====== Aufgabendaten

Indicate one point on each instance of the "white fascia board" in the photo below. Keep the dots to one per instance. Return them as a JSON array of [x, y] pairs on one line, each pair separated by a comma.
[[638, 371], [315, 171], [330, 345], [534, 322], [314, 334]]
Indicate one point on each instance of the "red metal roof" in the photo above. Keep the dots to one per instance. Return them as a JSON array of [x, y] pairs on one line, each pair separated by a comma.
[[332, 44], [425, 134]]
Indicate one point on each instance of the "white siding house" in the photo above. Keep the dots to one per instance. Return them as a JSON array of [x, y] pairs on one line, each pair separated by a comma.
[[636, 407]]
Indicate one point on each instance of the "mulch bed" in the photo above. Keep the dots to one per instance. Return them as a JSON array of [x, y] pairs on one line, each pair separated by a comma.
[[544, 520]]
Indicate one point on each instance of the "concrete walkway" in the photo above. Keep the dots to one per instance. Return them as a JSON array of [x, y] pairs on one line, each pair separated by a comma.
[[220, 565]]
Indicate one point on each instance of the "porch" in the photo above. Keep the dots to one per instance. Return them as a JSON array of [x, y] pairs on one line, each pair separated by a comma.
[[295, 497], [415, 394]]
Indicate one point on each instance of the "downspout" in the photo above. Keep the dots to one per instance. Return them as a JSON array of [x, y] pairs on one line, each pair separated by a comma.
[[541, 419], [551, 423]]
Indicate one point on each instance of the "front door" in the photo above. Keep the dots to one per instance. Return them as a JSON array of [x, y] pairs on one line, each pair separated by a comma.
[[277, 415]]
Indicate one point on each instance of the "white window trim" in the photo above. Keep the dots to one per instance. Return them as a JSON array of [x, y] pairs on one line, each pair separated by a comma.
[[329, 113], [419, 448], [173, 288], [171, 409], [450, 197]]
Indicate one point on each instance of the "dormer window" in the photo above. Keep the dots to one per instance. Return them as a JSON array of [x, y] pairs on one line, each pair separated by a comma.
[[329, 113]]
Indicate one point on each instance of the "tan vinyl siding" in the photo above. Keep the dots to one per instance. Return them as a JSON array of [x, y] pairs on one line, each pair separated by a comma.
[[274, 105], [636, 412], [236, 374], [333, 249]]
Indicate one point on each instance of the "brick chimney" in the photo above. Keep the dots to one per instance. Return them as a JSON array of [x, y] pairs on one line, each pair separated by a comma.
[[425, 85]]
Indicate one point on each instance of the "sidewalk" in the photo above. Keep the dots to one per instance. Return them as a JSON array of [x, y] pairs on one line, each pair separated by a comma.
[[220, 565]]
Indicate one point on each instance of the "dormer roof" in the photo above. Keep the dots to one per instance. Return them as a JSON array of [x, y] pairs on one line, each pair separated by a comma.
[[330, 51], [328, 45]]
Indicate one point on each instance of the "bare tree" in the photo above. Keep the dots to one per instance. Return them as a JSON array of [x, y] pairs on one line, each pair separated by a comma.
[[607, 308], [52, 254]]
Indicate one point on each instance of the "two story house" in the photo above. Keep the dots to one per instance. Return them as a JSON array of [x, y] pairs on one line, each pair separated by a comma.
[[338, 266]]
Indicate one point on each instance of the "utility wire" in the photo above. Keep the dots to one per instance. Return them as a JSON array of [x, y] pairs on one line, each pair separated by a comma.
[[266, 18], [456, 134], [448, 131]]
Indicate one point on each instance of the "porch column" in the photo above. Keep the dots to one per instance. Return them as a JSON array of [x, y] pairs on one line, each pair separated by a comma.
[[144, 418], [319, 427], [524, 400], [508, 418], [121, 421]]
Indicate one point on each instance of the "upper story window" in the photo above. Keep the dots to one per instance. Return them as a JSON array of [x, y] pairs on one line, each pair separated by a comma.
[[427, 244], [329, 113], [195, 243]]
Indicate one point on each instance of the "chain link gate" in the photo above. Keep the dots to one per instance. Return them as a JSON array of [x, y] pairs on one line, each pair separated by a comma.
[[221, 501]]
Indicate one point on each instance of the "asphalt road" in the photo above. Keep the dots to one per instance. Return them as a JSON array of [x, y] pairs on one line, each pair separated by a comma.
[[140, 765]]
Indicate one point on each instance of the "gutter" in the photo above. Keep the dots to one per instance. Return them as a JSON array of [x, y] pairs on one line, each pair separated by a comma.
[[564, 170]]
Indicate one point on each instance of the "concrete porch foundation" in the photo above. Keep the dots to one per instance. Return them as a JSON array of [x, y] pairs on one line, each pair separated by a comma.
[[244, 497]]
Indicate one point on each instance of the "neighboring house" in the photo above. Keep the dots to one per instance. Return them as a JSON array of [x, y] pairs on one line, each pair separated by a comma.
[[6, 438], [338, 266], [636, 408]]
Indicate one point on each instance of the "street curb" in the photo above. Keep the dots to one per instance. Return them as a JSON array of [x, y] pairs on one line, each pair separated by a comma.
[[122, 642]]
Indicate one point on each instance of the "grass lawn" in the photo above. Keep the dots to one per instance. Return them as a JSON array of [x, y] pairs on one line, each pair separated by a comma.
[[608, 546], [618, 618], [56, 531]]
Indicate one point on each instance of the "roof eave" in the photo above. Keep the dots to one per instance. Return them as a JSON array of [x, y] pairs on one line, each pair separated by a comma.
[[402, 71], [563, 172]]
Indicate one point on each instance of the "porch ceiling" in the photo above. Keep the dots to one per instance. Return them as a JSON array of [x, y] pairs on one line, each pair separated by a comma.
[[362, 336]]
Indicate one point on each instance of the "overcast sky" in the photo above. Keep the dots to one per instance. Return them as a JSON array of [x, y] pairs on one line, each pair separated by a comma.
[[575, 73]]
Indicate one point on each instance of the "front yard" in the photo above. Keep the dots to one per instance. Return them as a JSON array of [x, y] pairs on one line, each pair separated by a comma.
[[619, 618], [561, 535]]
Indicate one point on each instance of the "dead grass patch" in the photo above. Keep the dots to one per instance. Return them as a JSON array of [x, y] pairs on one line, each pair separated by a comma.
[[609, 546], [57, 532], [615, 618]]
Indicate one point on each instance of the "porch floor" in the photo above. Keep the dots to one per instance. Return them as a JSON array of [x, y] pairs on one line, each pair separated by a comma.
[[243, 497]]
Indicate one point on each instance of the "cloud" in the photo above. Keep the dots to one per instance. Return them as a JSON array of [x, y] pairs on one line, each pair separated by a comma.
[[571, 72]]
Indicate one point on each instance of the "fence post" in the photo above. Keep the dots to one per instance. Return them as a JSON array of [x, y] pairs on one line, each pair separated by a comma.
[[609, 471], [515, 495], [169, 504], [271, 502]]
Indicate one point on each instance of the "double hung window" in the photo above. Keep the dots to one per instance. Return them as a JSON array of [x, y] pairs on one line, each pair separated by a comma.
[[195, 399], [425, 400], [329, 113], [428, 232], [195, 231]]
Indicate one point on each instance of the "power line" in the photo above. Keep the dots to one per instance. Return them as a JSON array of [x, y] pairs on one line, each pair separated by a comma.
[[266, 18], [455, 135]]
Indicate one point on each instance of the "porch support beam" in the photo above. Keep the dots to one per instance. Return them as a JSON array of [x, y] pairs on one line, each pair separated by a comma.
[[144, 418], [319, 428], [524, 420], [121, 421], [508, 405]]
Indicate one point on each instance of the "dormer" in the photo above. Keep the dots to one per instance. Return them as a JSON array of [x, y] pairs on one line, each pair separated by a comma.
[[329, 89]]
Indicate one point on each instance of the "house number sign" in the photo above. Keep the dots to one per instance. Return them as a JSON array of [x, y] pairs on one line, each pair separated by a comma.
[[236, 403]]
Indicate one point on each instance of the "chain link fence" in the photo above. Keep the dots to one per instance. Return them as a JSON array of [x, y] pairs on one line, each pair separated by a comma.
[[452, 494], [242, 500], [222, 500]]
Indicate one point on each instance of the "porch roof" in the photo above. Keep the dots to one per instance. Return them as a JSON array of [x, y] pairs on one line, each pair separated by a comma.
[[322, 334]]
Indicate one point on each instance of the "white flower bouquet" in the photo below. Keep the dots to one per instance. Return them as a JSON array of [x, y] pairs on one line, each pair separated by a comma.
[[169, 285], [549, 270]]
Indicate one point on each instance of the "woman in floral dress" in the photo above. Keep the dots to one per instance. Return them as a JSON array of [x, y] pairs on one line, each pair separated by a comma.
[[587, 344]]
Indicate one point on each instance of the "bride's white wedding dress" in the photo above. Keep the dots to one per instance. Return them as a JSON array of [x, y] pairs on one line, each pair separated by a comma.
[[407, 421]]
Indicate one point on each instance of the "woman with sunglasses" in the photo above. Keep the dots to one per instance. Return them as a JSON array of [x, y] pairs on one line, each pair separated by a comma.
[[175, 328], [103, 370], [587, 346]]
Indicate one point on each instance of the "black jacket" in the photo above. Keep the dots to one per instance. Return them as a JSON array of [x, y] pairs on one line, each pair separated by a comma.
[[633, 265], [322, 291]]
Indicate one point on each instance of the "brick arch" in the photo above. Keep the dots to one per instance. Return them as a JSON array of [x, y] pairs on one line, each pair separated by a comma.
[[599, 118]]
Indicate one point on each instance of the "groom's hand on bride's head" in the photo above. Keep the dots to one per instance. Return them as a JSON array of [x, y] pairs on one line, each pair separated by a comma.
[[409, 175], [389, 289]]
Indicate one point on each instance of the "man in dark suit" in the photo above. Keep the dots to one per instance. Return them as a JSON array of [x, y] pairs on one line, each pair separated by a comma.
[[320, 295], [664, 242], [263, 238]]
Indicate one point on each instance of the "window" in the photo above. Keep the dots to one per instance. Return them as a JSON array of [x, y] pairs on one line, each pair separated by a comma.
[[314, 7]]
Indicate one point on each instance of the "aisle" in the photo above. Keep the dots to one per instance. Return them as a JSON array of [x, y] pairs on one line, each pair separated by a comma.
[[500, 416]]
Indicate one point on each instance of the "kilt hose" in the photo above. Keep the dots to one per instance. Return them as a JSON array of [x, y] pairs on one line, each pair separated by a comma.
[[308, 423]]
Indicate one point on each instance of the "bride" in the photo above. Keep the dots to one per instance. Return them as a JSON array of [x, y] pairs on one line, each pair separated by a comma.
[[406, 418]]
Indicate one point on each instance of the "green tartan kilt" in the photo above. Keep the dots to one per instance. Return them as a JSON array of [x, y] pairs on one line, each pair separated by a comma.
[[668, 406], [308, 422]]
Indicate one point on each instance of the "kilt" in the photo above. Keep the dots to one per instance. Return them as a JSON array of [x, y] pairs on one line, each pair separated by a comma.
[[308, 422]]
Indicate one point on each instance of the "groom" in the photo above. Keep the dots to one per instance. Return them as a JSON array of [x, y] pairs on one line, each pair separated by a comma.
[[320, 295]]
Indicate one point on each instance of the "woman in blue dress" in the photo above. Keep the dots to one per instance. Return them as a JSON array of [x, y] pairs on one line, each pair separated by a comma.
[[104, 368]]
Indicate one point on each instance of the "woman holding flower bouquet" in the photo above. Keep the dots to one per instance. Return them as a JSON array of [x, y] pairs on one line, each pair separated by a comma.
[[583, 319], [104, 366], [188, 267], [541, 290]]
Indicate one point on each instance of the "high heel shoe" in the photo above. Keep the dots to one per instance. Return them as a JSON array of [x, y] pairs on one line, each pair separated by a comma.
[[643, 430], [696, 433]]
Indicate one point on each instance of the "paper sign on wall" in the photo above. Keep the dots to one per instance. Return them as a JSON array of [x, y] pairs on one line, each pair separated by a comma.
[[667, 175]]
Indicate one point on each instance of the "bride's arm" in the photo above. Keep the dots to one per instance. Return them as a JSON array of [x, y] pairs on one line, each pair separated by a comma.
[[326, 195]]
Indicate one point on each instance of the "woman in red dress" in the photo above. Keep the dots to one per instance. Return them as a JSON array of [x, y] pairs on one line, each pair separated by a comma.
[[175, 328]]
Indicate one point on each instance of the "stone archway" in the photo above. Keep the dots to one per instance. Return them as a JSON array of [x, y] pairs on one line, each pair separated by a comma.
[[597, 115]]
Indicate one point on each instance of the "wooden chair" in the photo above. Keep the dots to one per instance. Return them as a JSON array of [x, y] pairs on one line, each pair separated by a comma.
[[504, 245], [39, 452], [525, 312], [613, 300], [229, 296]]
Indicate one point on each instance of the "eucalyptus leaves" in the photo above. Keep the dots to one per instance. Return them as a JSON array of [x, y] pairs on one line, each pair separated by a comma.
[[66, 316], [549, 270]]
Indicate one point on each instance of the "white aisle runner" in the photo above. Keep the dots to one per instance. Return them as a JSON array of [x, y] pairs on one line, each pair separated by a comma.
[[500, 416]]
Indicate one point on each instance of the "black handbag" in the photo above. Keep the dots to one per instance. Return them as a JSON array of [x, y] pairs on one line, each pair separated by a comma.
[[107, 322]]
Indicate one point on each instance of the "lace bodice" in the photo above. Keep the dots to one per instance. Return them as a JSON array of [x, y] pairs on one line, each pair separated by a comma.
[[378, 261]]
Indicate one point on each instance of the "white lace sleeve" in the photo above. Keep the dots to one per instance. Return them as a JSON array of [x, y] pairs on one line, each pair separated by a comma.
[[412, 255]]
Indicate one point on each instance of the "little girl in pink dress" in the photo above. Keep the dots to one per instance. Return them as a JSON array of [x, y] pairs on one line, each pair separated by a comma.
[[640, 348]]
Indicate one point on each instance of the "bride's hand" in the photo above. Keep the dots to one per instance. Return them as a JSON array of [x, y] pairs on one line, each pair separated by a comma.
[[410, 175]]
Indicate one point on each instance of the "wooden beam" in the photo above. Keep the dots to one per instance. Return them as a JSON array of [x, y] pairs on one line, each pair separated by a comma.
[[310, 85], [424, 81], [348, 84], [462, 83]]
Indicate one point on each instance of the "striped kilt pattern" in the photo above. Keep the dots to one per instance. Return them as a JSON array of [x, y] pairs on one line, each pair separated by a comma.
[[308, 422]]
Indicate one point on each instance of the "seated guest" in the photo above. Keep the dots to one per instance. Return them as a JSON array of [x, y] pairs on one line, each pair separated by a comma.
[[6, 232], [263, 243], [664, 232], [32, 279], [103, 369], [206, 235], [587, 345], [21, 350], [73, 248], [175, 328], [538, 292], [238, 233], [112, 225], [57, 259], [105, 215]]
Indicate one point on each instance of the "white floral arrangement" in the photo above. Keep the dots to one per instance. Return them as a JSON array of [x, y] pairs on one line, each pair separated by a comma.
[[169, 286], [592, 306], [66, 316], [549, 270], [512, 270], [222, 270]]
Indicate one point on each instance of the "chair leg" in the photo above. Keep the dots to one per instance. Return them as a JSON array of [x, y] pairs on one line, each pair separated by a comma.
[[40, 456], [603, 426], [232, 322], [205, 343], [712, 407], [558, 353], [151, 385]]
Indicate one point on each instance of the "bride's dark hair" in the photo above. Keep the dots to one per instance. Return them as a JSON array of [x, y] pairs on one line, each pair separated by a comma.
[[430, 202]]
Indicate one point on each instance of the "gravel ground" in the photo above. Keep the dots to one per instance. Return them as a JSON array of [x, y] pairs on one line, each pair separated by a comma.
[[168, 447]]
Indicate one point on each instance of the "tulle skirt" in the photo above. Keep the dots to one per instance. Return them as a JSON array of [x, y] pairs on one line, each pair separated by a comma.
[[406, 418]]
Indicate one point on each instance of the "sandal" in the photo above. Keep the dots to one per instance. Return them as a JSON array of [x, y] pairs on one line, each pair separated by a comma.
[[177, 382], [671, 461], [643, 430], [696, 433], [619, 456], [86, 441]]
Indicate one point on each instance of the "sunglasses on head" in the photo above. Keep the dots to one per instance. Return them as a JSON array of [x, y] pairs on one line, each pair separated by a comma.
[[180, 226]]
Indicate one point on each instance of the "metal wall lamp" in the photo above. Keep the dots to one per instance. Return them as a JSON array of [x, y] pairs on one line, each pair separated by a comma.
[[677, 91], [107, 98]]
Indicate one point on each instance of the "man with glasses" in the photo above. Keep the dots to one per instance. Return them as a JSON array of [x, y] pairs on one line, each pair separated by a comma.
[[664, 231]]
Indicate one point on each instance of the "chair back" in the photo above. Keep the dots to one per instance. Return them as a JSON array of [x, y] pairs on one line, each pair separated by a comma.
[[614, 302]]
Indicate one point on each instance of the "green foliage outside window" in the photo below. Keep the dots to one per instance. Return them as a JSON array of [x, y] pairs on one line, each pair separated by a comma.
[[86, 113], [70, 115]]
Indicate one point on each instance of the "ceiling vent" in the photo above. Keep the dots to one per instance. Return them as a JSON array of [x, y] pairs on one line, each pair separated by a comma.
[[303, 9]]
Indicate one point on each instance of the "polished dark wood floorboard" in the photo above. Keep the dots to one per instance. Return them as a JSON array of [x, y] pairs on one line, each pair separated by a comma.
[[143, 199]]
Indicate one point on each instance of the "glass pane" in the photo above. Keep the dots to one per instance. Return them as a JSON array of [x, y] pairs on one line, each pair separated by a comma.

============

**Pflichtaufgabe:** Aktualisiere das Material vom Anfang bis einschließlich der Zeile mit "[[277, 415]]", indem du "concrete walkway" durch "stone walkway" ersetzt. Alles Übrige bleibt unverändert.

**Schriftliche Antwort:**
Indicate one point on each instance of the "white fascia board" in the photo below. Keep the dots to one per instance. Return them as a JSON array of [x, y] pairs on one line, each pair separated by a comma.
[[638, 371], [315, 171], [330, 345], [534, 322], [314, 334]]
Indicate one point on each instance of the "red metal roof" in the photo above. Keep the dots to one per instance. Return them as a JSON array of [x, y] pairs on one line, each pair separated by a comma.
[[332, 44], [425, 134]]
Indicate one point on each instance of the "white siding house" in the photo above. Keep the dots to one per instance. Return them as a JSON array of [x, y] pairs on one line, each pair separated by a comma.
[[636, 407]]
Indicate one point on each instance of the "mulch bed" in the photo above. Keep the dots to one per instance. Return them as a JSON array of [x, y] pairs on one line, each pair separated by a comma.
[[544, 520]]
Indicate one point on each instance of the "stone walkway" in the photo above. Keep the dots to one per instance. Return them as a JSON array of [x, y] pairs on one line, each pair separated by a comma.
[[220, 565]]
Indicate one point on each instance of the "porch" in the photo above. Keep the dots to one per instance. Return them as a JSON array of [x, y] pairs on one line, each pair separated by a comma.
[[295, 497], [415, 394]]
Indicate one point on each instance of the "downspout" in the photo above. Keep the dots to one per instance. Return them as a JSON array of [x, y] pairs on one line, each pair separated by a comma.
[[541, 419], [551, 423]]
Indicate one point on each instance of the "front door" in the photo above. Keep the dots to one per instance. Return them as a JSON array of [x, y] pairs on one line, each pair separated by a comma.
[[277, 415]]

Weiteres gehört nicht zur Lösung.